** begin PROVIDED PASSAGE **

12/03/2026

How to Use the Binks AG-364: Nozzle Selection, Pressure Settings and Maintenance

Practical Guide

BINKS AG-364 AIRLESS

Using the Binks AG-364 Correctly: Nozzle Selection, Pressure Settings, Troubleshooting, and Maintenance

The Binks AG-364 is designed for automatic airless coating processes on machines and fixed mounts. This practical guide shows you how to choose the right variant, work with sensible starting values, and resolve typical spray errors more quickly.

For water- and solvent-based materials Automatic airless gun for machine mounting Modular design with fast maintenance

Why the AG-364 is ideal for automatic processes

The gun is designed for quick changes, fixed installation scenarios, and reproducible airless application. The stainless steel head is suitable for both water- and solvent-based applications, while the modular manifold concept simplifies disassembly for cleaning and service.

In practice, one point is particularly relevant: atomization and fan width in this system are not determined by additional atomizing air, but by fluid pressure and nozzle selection. This is exactly why nozzle size, fan length, and material viscosity are the central control levers.

Product Overview: Variants, Applications, Advantages

Area	Details
Product Family	Binks AG364 Airless Automatic Manifold Gun
Variants	AG364-0000-S with non-circulating manifold and AG364-0000-T with circulating manifold
Typical Applications	General industrial coatings, fine surfaces, automatic machine and fixed-mount applications
Materials	Gun head and fluid paths made of stainless steel, housing made of anodized aluminum, needle/seat made of stainless steel and tungsten carbide, seals made of HDPE and FEPM
Machine Integration	Screw-on manifold with low profile height; gun can be removed for maintenance or cleaning while the manifold remains on the machine
Practical Advantages	Clean integration into automatic processes, flexible nozzle selection, indexable nozzle holder, well-suited for reproducible series coating

KPI 1

275 bar

Maximum fluid inlet pressure as the technical limit of the gun

KPI 2

4–10 bar

Cylinder air pressure P2 for actuation – important for safe opening and closing

KPI 3

820 g

Weight with manifold – helpful for designing mounts and travel axes

Practical Tip: Do not start process optimization with maximum fluid pressure. Begin with a moderate reference value, check the spray pattern, and increase the pressure only until the "tails" in the fan pattern disappear and the desired wetting is achieved. This avoids unnecessary mist, excess material, and premature nozzle wear.

View the matching AG-364 variant directly

Do you need the circulating version without a nozzle for your machine integration? Then use the product page as a starting point for selection and inquiries.

To the product page

Recommended Basic Settings for the Binks AG-364

The following values are intended as guidelines. The manual states technical limits and a typical starting sequence; the final process tuning depends on the material, viscosity, desired layer thickness, nozzle pattern, workpiece distance, and travel speed.

** end PROVIDED PASSAGE **

SET PROBLEM 1:
Can you quote the AG-364 guide word for word, starting with "Practical Tip: Do" and going on through "and travel speed."?

** begin DATA FOR THE TASK **

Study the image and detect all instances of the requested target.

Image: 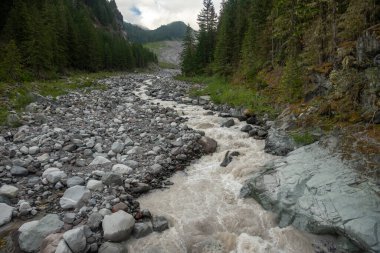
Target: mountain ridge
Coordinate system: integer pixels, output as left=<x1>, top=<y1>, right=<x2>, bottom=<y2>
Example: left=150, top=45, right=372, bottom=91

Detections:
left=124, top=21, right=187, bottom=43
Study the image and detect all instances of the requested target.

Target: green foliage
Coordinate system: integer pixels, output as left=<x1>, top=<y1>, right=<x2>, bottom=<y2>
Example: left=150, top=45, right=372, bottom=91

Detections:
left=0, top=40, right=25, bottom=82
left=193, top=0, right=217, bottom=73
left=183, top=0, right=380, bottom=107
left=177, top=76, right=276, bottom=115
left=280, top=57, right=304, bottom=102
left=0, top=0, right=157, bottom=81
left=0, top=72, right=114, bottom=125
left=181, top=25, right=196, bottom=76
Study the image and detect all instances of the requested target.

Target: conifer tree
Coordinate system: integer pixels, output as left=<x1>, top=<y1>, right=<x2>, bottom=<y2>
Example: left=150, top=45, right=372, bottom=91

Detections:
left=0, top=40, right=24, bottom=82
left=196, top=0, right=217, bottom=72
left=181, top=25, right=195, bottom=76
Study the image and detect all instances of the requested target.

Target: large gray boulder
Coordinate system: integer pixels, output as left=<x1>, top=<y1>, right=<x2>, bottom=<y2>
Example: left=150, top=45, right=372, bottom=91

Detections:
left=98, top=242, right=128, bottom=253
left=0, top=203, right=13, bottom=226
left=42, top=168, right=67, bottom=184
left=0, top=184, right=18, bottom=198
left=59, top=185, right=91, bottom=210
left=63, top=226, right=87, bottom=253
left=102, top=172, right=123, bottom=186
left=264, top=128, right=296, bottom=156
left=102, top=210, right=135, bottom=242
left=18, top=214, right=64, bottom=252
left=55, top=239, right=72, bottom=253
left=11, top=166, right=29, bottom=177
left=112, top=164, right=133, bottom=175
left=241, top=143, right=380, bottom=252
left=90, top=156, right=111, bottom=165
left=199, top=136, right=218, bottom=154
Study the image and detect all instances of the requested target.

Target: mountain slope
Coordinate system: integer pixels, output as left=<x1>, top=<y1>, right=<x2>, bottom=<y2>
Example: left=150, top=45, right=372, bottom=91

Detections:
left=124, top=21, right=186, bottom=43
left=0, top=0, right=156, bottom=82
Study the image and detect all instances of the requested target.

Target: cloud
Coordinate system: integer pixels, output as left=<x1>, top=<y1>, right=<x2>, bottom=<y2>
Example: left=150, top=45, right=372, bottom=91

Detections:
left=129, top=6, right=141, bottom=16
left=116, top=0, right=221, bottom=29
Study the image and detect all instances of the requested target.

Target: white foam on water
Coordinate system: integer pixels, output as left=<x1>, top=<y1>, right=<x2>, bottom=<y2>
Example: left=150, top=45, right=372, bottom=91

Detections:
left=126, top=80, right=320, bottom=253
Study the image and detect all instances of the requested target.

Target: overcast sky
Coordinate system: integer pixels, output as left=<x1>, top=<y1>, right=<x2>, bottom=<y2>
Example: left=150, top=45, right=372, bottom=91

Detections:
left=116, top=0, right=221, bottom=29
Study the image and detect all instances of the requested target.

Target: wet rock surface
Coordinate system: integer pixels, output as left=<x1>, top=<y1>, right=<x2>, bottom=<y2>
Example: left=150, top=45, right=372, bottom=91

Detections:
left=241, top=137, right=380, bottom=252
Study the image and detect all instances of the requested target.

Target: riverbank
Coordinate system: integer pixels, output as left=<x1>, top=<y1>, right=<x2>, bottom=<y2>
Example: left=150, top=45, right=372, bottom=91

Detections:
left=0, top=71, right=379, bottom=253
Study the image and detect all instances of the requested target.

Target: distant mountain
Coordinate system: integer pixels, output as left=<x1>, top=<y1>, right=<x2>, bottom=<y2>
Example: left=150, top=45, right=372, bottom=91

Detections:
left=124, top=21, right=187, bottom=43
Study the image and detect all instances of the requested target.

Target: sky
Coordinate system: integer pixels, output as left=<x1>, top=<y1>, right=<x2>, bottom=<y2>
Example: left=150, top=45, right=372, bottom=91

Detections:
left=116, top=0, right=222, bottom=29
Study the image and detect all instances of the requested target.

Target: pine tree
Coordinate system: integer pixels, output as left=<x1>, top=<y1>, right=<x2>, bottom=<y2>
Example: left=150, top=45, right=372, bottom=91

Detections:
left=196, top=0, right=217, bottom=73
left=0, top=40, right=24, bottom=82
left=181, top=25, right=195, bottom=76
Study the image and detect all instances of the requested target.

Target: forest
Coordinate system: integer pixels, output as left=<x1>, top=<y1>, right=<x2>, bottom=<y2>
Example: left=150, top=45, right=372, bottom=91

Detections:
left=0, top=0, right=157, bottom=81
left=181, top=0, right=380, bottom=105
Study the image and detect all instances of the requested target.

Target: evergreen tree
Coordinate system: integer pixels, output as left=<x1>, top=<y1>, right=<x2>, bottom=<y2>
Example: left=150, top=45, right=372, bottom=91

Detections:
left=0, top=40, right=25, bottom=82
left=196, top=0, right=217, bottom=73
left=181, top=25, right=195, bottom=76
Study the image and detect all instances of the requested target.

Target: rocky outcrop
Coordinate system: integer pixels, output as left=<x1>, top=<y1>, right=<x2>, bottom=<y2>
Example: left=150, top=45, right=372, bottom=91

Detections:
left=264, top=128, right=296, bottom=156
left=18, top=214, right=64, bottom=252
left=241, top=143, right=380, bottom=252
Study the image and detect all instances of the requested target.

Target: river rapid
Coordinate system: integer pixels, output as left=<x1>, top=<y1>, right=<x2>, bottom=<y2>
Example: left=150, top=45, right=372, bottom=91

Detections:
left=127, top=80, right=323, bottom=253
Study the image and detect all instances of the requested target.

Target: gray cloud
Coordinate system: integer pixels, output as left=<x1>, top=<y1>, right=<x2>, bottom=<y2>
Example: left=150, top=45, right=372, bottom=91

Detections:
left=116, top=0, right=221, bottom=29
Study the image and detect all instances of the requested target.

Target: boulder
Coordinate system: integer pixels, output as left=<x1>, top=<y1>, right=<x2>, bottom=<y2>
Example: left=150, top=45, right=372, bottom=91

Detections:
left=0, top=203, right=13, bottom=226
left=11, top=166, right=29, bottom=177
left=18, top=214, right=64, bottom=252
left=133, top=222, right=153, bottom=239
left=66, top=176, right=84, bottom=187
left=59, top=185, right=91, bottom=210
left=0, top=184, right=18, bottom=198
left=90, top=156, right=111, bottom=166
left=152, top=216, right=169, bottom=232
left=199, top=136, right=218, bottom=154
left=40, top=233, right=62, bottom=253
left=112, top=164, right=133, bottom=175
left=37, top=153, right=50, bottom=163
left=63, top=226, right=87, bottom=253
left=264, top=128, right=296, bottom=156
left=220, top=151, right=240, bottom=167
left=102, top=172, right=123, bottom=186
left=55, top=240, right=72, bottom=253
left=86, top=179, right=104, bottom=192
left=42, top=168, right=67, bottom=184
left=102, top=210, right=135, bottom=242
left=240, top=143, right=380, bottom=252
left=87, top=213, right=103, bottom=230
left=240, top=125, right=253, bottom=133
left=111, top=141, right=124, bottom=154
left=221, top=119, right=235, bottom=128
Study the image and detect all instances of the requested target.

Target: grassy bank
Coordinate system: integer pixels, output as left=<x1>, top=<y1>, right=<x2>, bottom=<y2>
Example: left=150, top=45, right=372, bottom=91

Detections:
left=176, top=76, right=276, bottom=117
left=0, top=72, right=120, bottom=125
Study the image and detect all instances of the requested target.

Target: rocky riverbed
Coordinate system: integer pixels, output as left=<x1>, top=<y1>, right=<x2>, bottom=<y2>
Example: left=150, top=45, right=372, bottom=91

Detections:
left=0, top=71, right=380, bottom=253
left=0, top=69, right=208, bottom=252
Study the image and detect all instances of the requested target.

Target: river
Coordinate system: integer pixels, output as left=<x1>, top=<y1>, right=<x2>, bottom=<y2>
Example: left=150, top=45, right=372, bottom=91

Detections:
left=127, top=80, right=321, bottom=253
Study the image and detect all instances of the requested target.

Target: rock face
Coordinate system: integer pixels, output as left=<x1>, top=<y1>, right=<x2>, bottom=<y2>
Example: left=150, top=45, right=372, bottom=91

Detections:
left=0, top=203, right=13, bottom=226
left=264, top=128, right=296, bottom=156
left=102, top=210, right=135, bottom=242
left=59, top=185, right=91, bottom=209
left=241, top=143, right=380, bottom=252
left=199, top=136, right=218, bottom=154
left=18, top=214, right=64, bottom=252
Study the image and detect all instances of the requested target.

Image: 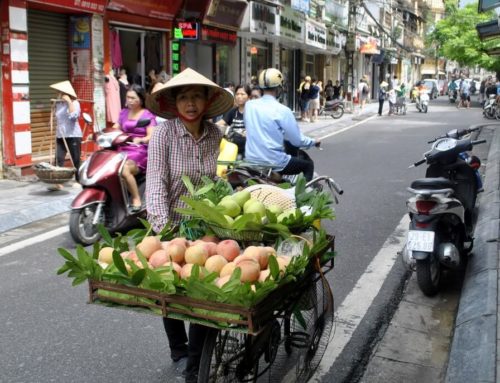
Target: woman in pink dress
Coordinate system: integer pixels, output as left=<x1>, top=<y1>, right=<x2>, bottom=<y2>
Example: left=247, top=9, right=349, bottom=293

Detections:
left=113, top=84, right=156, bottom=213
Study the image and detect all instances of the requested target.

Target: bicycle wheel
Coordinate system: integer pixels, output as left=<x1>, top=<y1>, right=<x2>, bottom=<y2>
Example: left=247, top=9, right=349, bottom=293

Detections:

** end DATA FOR THE TASK **

SET PROBLEM 2:
Could you turn the records into a JSON list of strings, one string per line and no blank lines, starting with the first line of the records and going on through the line with "left=181, top=25, right=196, bottom=76", and leave the picture out of your answer?

COMPLETE ANSWER 1:
Practical Tip: Do not start process optimization with maximum fluid pressure. Begin with a moderate reference value, check the spray pattern, and increase the pressure only until the "tails" in the fan pattern disappear and the desired wetting is achieved. This avoids unnecessary mist, excess material, and premature nozzle wear.

View the matching AG-364 variant directly

Do you need the circulating version without a nozzle for your machine integration? Then use the product page as a starting point for selection and inquiries.

To the product page

Recommended Basic Settings for the Binks AG-364

The following values are intended as guidelines. The manual states technical limits and a typical starting sequence; the final process tuning depends on the material, viscosity, desired layer thickness, nozzle pattern, workpiece distance, and travel speed.

COMPLETE ANSWER 2:
[
  "Study the image and detect all instances of the requested target.",
  "Image: ",
  "Target: mountain ridge",
  "Coordinate system: integer pixels, output as left=<x1>, top=<y1>, right=<x2>, bottom=<y2>",
  "Example: left=150, top=45, right=372, bottom=91",
  "Detections:",
  "left=124, top=21, right=187, bottom=43",
  "Study the image and detect all instances of the requested target.",
  "Target: green foliage",
  "Coordinate system: integer pixels, output as left=<x1>, top=<y1>, right=<x2>, bottom=<y2>",
  "Example: left=150, top=45, right=372, bottom=91",
  "Detections:",
  "left=0, top=40, right=25, bottom=82",
  "left=193, top=0, right=217, bottom=73",
  "left=183, top=0, right=380, bottom=107",
  "left=177, top=76, right=276, bottom=115",
  "left=280, top=57, right=304, bottom=102",
  "left=0, top=0, right=157, bottom=81",
  "left=0, top=72, right=114, bottom=125",
  "left=181, top=25, right=196, bottom=76"
]